→ GOAL: Copy every record below, exactly as written.

——

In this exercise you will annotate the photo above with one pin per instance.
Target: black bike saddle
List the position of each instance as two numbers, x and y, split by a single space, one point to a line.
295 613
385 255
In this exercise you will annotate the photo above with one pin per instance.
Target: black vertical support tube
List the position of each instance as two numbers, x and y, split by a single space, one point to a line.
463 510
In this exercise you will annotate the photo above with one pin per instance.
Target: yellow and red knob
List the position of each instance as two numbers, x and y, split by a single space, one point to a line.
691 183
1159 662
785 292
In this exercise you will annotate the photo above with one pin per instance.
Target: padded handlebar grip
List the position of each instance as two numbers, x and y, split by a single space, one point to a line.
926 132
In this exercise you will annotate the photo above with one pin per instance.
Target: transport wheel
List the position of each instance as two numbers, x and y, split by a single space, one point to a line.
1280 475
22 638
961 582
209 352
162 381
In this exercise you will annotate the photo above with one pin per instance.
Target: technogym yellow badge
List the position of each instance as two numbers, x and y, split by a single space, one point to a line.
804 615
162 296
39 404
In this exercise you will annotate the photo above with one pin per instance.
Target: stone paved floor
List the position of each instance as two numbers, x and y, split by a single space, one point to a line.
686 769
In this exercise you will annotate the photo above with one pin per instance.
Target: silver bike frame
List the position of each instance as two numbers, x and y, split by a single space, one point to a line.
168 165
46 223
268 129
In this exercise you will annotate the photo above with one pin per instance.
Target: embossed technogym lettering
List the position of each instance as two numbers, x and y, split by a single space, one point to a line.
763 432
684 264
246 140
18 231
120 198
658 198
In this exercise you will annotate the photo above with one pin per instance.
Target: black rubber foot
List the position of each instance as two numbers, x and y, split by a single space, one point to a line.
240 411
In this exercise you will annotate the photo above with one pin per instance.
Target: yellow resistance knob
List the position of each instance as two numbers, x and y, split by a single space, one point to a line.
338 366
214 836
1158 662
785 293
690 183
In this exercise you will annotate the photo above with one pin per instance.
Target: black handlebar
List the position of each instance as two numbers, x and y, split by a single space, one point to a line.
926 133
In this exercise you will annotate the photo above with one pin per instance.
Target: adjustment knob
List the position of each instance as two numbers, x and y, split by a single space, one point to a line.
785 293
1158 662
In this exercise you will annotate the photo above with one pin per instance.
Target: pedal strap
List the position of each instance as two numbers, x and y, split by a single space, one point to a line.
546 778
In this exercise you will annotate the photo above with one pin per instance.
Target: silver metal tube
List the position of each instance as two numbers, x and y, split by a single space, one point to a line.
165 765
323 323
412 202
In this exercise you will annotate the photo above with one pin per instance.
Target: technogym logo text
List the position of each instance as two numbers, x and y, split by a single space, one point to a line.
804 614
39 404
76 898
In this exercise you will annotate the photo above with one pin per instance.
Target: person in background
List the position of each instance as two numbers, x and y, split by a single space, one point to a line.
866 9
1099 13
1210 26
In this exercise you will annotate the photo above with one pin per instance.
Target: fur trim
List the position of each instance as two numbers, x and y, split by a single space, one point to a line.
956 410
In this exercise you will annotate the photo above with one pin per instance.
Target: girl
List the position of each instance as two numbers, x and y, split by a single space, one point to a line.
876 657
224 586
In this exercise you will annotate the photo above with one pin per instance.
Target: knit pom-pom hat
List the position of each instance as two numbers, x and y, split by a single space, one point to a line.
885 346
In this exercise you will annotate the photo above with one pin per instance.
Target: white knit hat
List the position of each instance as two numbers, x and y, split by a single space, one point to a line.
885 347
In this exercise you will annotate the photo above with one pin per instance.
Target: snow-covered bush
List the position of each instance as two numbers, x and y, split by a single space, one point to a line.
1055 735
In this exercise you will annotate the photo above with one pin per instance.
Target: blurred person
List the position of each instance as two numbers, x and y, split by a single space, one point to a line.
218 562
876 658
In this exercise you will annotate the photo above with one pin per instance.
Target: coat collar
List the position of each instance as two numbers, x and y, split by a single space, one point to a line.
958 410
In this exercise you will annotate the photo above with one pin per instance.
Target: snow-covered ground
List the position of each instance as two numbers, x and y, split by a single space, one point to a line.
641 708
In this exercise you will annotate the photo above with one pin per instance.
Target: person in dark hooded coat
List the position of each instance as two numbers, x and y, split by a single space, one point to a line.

——

→ OUTPUT OF THE EXERCISE:
In this exercise you will annotate the photo above with one pin per instance.
Target: black bike saddle
List the position of each instance as two numbers, x and y, split by a single space, one point to a line.
295 613
385 255
In this exercise you will annotate the photo above with one pin per instance.
Target: black vertical support tube
List the position of each instance as two numbers, x and y, split by a single space, one point to a line.
463 510
In this exercise you will annotate the photo above with one pin per instance.
Target: yellow and red knob
List the position of each instance as two numbers, x and y, split by a single space, one point to a line.
691 183
1159 662
785 292
In this exercise you will annotate the photo above with one pin per instance.
Target: padded handlebar grip
List the position of each instance as two numbers, x and y, split by a single space, one point to a line.
926 132
In this exercise you will annotate the photo above with one pin per instance.
Target: transport wheel
List the position of each instance as two numbers, x and y, split by a single space, one point to a line.
1280 475
22 638
961 582
209 352
162 381
In this exercise you will annotate the photo above with one pin per instance.
Target: technogym yellow badge
List the position of each instance as two numbers, x and y, split by a single space, one point to a line.
804 615
162 296
39 404
In this exercise you will annotate the photo above with one pin per instance.
Target: stone paved floor
List the position of each instance as two numbers, x and y, split by a single space, one point to a line.
686 769
In this exercise you will annotate the photo above with one pin per instance.
Target: silver bike frame
List the position of each instance as two numbers, x and y, split by a single space, one point to a line.
168 165
46 223
268 129
In this exercise you will annotate the photo above with one pin per instance.
Target: embossed technogym lettering
List the position of each instance as two numbers, x and y, split by a single space, one point to a line.
763 432
684 264
246 140
18 231
120 198
658 198
In this exercise you will annotate the photo above with one pin per instance.
Target: black rubber foot
List the position of each instance as two numbers, x and y, split by a single space, one point to a line.
240 411
In this exercise you will annotate the photo above with one pin per instance.
Target: yellow resistance knob
List the position of each instance as two numbers, x and y, split by a single space, one point to a line.
338 366
214 836
1158 662
785 293
690 183
In this exercise you will annotate the photo above with one pin per instance.
Target: black handlebar
List the position of each instance as two numbers, x and y, split by a single space, one point to a line.
926 133
In this exercise you will annotate the photo above with one pin per instance.
Target: adjustment knob
List the position of each instance as two numbers, x and y, split by a single space, one point to a line.
785 293
1158 662
In this exercise you will annotate the photo above with one pin per instance.
Target: pedal strap
List the position of each instance as two numbers, x and y, split by a single space, one point to a line.
546 778
In this exercise you will annotate the photo above with one pin per instance.
Target: silver metal tube
List the position of each instance as two numbers, x and y, split by a single space, one point to a line.
165 765
323 323
412 202
In this exercise you will annotate the photo above with one pin per instance.
Target: technogym logo text
List the position of each instance as two numbers, x and y, split by a single space, one point to a line.
804 614
39 404
76 898
In this exercise you will annotate the photo above with one pin per instance.
Target: person in background
List the position of each instance as two numbers, x and y, split by a single space, one point to a line.
866 9
1099 13
1210 26
In this exercise you will annotate the photo above with one pin per instance.
Target: fur trim
List the position of each instance as two numbers, x and y, split by a single space, one point to a line.
956 410
In this exercise you will annotate the photo above with one pin per instance.
Target: girl
List the position of each instance as two numbers, x and y, split by a single space, one point to a line.
876 657
224 586
In this exercise you will annotate the photo above with one pin per instance.
Target: knit pom-pom hat
List the position of each instance as two numbers, x and y, split by a single space, one point to a line.
885 346
In this exercise you will annotate the photo above with one pin per instance.
Target: white knit hat
List the position of each instance as two numbers, x and y, split by a single space, one point to a line.
885 347
In this exercise you will annotate the photo above with one pin per instance.
Target: snow-covered bush
List the position of each instance as two numbers, x and y, split by a single space, one point to a line.
1055 735
In this exercise you will annotate the photo above with one pin per instance.
Target: blurred person
List the position of each instance as two numbers, x and y, split by a single space, one point to a line.
218 562
876 658
In this exercise you will annotate the photo above with one pin per instance.
Target: coat collar
List the position of each instance as two numbers, x and y, split by a single space, one point to a line.
958 410
In this exercise you will annotate the photo above with one pin per instance.
Target: snow-covered ground
List the position of each instance as two numbers, x and y, split by a single space, one point to a line.
641 708
In this exercise you will annotate the photo above with one pin per instance.
Target: person in dark hooded coat
List the position of each instance as two numbers, x and y, split by a single space, one point to a line.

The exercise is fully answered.